DOCUMENT EXTRACT
Monday, March 8, 2010

Toyota and PR: What Went Wrong?

Dennis DesRosiers, president of DesRosiers Automotive Consultants and a Canadian, is in a unique position to see the American problem and call it what it is. He writes today about the Toyota PR debacle.


Toyota Motor Corporation is certainly responsible for its marketing and public relations disaster involving the recall of millions of vehicles world-wide for a variety of real or imagined failures.

Toyota has:

  1. Denied that problems existed
  2. Hidden data that some models had an acceleration/braking problem
  3. Bragged internally that it was avoiding the scrutiny of the governmental authorities
  4. Been slow to acknowledge there was difficulty when it was clear that some existed
  5. Tried to trivialize the problems

However, Toyota has plenty of bureaucratic, legal, and public perception/attitudinal complications creating this public relations perfect storm that are largely beyond their making or control.

Here are the realities in Toyota's environment DesRosiers so clearly points out:

  1. The U.S. is a legal-driven society and the lawyers see very deep pockets in Toyota and these OEMs.

  2. Government in the U.S. is badly broken. This is a problem because politicians are elected to do something. Why not beat up on an OEM? With Toyota, all the right buttons are there: safety, Japanese, the appearance of backroom deals, etc.

  3. Society is entangled in a growing net of government regulations. Regulations are extremely expensive for the auto sector, so all OEMs play a cat-and-mouse game: hiring brigades of lobbyists, finding and exploiting cracks in the system, etc.

  4. Most people are unaware there are literally thousands of vehicle complaints filed with regulators each year. The vast percentage can't be replicated, leaving open the question of whether there was a problem with car or driver.

  5. Consumers won't compromise on their desire to own the vehicles of their dreams at ever lower cost. A critical part of Toyota's low-cost success lay in moving to common components across its product range. Common components means that when trouble occurs, it affects millions of vehicles across many platforms.

  6. No vehicle is bulletproof. Virtually all OEMs are guilty of over-promising and under-delivering, and when consumers realize this, many seek revenge seeing this as an opportunity to right all wrongs.

  7. The American economy is still in a shambles, so the natural tendency is to go protectionist: blame someone else, close the borders, look inward. Toyota is caught in this isolationist sentiment.

Entries from a pointing dataset

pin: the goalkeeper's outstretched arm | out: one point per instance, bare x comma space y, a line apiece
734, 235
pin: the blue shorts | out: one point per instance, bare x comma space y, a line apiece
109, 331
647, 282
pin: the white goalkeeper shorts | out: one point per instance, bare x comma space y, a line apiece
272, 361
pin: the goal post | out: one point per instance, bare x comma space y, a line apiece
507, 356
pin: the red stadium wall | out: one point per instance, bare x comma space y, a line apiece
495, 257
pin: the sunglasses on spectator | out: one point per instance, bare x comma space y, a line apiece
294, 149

* * *

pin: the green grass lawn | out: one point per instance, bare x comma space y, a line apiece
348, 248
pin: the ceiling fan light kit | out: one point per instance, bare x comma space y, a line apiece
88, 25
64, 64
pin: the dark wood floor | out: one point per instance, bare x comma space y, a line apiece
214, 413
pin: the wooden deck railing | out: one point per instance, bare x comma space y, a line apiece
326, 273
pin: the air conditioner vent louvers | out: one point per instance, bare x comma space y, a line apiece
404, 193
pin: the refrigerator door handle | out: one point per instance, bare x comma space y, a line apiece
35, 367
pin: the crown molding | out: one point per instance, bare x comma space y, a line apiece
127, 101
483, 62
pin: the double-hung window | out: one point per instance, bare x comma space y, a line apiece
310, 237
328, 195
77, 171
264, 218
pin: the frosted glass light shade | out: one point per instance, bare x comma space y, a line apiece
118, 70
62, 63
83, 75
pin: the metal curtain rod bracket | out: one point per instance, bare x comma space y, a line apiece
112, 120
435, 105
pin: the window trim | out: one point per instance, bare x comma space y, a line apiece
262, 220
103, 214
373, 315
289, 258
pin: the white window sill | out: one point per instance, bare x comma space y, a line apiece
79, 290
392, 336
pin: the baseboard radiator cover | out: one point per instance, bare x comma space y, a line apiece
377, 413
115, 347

GIVEN INSTRUCTION A
List the five things the Toyota PR post says Toyota has done.
GIVEN INSTRUCTION B
Answer these from the Toyota PR post:
(i) What company is Dennis DesRosiers president of?
(ii) According to the post, what did Toyota move to as a critical part of its low-cost success?
(iii) What do OEMs hire brigades of to deal with regulations?

SOLUTION A
Denied that problems existed
Hidden data that some models had an acceleration/braking problem
Bragged internally that it was avoiding the scrutiny of the governmental authorities
Been slow to acknowledge there was difficulty when it was clear that some existed
Tried to trivialize the problems

SOLUTION B
(i) DesRosiers Automotive Consultants
(ii) Common components across its product range
(iii) Lobbyists